* [EXPLORE THE MATERIAL]
**A.** Reproduce the passage of the Elizabeth Ann Seton biography from "The couple had" to "an accomplished horsewoman.".
**B.** According to the Elizabeth Ann Seton biography, who presided at her wedding to William Magee Seton?

=== PAGE TEXT ===

Elizabeth Ann Bayley Seton  (August 28, 1774 – January 4, 1821) was a Catholic religious sister in the United States and an educator, known as a founder of the country's parochial school system. After her death, she became the first person born in what would become the United States to be canonized by the Catholic Church (September 14, 1975). She also established the first Catholic girls' school in the nation in Emmitsburg, Maryland, where she likewise founded the first American congregation of religious sisters, the Sisters of Charity.

Biography

Early life
Elizabeth Ann Bayley was born on August 28, 1774, the second child of a socially prominent couple, a surgeon, Richard Bayley and Catherine Charlton of New York City. The Bayley and Charlton families were among the earliest European settlers in the New York area. Her father's parents were of French Huguenot and English descent and lived in New Rochelle, New York. As Chief Health Officer for the Port of New York, Bayley attended to immigrants disembarking from ships onto Staten Island and cared for New Yorkers when yellow fever swept through the city (for example, killing 700 in four months). Bayley later served as the first professor of anatomy at Columbia College. Elizabeth's mother was the daughter of a Church of England priest who was rector of St. Andrew's Church on Staten Island for 30 years. Elizabeth was raised in what would eventually become (in the years after the American Revolution) the Episcopal Church.

Her mother, Catherine, died in 1777 when Elizabeth was three years old, possibly due to complications from the birth of her namesake Catherine, who died early the following year. Elizabeth's father then married Charlotte Amelia Barclay, a member of the Jacobus James Roosevelt family, to provide a mother for his two surviving daughters. The new Mrs. Bayley participated in her church's social ministry and often took young Elizabeth with her on charitable rounds. They visited the poor in their homes to distribute food and needed items.

The couple had five children, but the marriage ended in separation. During the breakup, their stepmother rejected Elizabeth and her older sister. Their father then traveled to London for further medical studies, so the sisters lived temporarily in New Rochelle with their paternal uncle, William Bayley, and his wife, Sarah Pell Bayley. Elizabeth endured a time of darkness, grieving the absence of a second mother, as she later reflected in her journals. In these journals, Elizabeth showed her love for nature, poetry, and music, especially the piano. Other entries expressed her religious aspirations and favorite passages from her reading, showing her introspection and natural bent toward contemplation. Elizabeth was fluent in French, a fine musician, and an accomplished horsewoman.

Marriage and motherhood 
On January 25, 1794, at age 19, Elizabeth married William Magee Seton, aged 25, a wealthy businessman in the import trade. Samuel Provoost, the first Episcopal bishop of New York, presided at their wedding. Her husband's father, William Seton (1746–1798), belonged to an impoverished noble Scottish family, emigrated to New York in 1758, and became superintendent and part-owner of the iron-works of Ringwood, New Jersey. A loyalist, the senior William Seton was the last royal public notary for the city and province of New York. He brought his sons William (Elizabeth's husband) and James into the import-export mercantile firm, the William Seton Company, which became Seton, Maitland, and Company in 1793. The younger William had visited important counting houses in Europe in 1788, was a friend of Filippo Filicchi (a renowned merchant in Leghorn, Italy, with whom his firm traded), and brought the first Stradivarius violin to America.

=== DATA EXTRACT ===

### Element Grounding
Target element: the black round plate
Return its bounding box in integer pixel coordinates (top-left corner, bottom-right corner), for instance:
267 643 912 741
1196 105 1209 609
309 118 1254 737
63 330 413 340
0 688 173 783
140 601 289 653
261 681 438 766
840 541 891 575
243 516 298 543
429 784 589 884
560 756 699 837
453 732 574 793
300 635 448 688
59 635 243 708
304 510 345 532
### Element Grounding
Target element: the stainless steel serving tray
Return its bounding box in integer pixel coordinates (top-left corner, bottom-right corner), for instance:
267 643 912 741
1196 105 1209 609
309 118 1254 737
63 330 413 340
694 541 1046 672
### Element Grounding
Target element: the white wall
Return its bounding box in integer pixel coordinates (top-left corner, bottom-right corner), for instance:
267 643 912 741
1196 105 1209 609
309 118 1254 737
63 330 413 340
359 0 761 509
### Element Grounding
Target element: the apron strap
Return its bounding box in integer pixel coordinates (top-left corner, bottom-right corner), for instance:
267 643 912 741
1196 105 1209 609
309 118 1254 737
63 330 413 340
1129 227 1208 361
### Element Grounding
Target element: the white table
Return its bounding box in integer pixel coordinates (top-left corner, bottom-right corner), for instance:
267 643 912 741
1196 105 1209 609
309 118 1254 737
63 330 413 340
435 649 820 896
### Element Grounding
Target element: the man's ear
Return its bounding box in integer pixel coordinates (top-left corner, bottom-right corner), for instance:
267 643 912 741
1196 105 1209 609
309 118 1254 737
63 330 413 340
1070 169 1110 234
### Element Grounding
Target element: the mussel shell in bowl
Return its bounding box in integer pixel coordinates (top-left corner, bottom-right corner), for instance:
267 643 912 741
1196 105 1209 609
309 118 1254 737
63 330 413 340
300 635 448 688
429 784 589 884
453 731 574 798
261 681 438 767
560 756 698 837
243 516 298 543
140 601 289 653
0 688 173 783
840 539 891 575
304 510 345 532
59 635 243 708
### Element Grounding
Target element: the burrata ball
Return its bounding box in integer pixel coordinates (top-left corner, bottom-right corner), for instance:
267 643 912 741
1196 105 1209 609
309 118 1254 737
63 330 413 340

===

* [ANSWER LIST]
**A.**
The couple had five children, but the marriage ended in separation. During the breakup, their stepmother rejected Elizabeth and her older sister. Their father then traveled to London for further medical studies, so the sisters lived temporarily in New Rochelle with their paternal uncle, William Bayley, and his wife, Sarah Pell Bayley. Elizabeth endured a time of darkness, grieving the absence of a second mother, as she later reflected in her journals. In these journals, Elizabeth showed her love for nature, poetry, and music, especially the piano. Other entries expressed her religious aspirations and favorite passages from her reading, showing her introspection and natural bent toward contemplation. Elizabeth was fluent in French, a fine musician, and an accomplished horsewoman.

**B.** Samuel Provoost, the first Episcopal bishop of New York.